Can you give back the lines from the line with "# draw the outline of every instance of the ¥150" to the line with "393), (319, 399)]", with "price tag" swapped for "label" and nothing else changed? Return only those lines.
- - -
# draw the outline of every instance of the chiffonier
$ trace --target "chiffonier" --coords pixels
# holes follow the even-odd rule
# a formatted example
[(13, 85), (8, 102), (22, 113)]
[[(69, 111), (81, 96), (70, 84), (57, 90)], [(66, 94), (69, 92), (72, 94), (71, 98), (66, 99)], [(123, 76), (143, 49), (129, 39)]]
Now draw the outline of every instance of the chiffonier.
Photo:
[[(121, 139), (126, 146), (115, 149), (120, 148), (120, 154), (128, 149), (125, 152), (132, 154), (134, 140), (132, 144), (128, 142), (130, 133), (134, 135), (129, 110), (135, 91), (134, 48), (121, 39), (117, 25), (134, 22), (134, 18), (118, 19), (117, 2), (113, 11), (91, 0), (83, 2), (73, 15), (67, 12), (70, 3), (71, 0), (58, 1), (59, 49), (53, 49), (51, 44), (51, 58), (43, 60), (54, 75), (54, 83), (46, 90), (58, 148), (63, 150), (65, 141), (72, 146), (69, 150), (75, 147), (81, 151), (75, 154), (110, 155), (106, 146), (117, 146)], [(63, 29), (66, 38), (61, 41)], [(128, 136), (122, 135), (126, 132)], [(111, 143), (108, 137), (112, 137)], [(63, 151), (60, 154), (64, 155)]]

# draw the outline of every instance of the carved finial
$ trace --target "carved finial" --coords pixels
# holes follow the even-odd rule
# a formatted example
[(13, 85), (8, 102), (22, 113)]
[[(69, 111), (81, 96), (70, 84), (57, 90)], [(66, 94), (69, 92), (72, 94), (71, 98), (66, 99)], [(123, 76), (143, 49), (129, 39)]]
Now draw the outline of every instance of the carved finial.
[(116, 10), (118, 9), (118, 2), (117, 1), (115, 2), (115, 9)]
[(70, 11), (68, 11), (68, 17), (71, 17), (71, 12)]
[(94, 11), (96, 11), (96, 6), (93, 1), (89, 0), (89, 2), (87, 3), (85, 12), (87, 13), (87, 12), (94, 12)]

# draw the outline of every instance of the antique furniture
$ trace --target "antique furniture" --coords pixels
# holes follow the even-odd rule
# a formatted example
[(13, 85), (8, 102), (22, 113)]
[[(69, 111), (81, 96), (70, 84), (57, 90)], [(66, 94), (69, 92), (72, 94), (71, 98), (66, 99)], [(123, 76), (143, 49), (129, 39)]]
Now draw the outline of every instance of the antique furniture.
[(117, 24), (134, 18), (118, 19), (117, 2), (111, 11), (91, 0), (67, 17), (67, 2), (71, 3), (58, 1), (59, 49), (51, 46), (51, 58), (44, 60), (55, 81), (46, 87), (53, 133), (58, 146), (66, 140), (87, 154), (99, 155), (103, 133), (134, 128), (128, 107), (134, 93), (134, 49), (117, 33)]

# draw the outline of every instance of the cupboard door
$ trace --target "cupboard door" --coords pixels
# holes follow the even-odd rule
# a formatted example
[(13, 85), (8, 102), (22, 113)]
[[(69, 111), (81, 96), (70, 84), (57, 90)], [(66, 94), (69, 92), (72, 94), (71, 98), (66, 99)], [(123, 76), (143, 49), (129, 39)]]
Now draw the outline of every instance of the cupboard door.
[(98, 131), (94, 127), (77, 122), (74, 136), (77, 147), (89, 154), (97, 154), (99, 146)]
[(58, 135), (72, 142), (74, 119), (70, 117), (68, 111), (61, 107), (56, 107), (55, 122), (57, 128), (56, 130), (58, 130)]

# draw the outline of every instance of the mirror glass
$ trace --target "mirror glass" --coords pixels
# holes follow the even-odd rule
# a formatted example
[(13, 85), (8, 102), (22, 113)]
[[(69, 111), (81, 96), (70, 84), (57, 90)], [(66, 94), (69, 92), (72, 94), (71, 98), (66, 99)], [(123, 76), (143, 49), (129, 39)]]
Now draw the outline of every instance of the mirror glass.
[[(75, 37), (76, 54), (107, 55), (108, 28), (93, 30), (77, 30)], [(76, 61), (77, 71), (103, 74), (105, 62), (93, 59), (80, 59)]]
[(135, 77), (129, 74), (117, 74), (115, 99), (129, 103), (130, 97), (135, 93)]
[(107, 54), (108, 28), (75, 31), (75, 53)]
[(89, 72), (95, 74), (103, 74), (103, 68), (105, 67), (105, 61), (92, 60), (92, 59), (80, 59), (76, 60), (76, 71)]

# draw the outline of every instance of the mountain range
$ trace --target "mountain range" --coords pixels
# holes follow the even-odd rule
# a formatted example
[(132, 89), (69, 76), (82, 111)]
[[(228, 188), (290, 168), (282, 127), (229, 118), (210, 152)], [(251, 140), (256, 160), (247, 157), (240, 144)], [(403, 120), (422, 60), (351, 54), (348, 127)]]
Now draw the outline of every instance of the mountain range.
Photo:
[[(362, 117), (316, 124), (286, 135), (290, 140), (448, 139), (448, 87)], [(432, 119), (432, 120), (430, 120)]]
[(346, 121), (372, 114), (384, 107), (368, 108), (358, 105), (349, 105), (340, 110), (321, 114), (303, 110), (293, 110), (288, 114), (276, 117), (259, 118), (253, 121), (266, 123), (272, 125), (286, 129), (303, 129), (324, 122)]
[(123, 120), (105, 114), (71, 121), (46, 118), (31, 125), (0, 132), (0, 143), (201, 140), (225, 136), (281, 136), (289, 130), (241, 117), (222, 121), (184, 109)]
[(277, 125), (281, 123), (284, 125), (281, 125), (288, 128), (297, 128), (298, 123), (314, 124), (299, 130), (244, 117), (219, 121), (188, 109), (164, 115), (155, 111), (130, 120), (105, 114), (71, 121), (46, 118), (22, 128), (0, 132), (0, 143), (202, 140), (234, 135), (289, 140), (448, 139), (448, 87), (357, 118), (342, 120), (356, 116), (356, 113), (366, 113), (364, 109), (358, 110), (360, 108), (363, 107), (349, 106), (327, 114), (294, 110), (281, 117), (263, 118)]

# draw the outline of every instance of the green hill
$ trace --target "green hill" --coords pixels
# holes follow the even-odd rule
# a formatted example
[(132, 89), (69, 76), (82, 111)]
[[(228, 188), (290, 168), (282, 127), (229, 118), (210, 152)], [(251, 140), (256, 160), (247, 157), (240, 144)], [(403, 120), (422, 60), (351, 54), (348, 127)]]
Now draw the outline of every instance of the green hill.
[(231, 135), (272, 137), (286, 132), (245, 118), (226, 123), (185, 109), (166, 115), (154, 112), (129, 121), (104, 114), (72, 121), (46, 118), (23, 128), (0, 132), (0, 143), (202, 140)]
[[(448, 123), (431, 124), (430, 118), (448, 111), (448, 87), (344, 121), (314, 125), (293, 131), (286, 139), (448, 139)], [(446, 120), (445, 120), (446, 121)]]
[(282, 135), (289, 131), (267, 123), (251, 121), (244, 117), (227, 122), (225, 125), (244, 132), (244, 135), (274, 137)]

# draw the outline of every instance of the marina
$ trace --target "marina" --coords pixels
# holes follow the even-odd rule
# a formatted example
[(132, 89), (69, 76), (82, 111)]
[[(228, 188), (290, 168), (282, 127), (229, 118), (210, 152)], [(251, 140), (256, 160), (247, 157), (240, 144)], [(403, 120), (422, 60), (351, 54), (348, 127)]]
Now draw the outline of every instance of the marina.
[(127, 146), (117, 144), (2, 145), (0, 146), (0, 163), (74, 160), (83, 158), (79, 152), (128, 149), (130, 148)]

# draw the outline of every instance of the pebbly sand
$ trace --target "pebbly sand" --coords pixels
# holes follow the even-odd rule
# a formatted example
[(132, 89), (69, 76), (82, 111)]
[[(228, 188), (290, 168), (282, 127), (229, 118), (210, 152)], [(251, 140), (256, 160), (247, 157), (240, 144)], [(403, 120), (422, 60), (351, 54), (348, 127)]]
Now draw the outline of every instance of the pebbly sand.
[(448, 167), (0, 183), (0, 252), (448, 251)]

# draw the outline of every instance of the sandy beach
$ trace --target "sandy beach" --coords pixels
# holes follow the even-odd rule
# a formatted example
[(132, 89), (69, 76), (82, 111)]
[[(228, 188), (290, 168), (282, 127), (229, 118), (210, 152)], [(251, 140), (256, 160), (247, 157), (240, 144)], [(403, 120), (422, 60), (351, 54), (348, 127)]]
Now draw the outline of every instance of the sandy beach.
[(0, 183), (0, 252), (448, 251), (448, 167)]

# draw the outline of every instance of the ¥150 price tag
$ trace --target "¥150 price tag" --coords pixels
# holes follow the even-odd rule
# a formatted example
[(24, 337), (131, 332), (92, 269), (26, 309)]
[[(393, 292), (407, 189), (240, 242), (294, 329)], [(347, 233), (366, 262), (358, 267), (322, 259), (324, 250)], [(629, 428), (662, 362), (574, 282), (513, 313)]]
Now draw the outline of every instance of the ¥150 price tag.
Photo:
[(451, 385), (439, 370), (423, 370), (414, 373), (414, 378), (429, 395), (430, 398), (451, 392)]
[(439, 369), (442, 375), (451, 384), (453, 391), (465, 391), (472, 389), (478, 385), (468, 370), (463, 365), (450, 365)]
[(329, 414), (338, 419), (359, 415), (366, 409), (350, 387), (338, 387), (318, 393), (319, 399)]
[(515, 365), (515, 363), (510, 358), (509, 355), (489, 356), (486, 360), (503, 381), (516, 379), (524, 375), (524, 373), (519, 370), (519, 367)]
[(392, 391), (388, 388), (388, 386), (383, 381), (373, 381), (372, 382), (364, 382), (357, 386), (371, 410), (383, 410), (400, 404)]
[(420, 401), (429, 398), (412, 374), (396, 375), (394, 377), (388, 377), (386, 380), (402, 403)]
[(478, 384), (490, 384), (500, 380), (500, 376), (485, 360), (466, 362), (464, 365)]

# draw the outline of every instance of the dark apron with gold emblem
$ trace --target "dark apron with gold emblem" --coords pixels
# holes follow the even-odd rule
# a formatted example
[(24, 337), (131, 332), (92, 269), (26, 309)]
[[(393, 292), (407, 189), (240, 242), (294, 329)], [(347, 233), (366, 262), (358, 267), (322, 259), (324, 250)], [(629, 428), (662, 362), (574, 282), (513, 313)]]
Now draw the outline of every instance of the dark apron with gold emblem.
- - -
Reply =
# draw the outline of every instance of the ¥150 label
$ trace --target "¥150 label" --coords pixels
# holes follow the even-odd rule
# a formatted example
[(24, 337), (131, 332), (92, 269), (26, 309)]
[[(393, 292), (407, 189), (240, 242), (294, 329)], [(347, 233), (366, 262), (358, 267), (322, 259), (324, 250)], [(629, 428), (662, 362), (574, 282), (513, 313)]]
Now draw the outline of every instance of the ¥150 label.
Photo:
[(451, 385), (439, 370), (423, 370), (414, 373), (414, 378), (429, 395), (430, 398), (451, 392)]
[(439, 369), (442, 375), (451, 384), (453, 391), (465, 391), (472, 389), (478, 385), (468, 370), (463, 365), (450, 365)]
[(329, 414), (338, 419), (359, 415), (366, 409), (350, 387), (338, 387), (318, 393), (319, 399)]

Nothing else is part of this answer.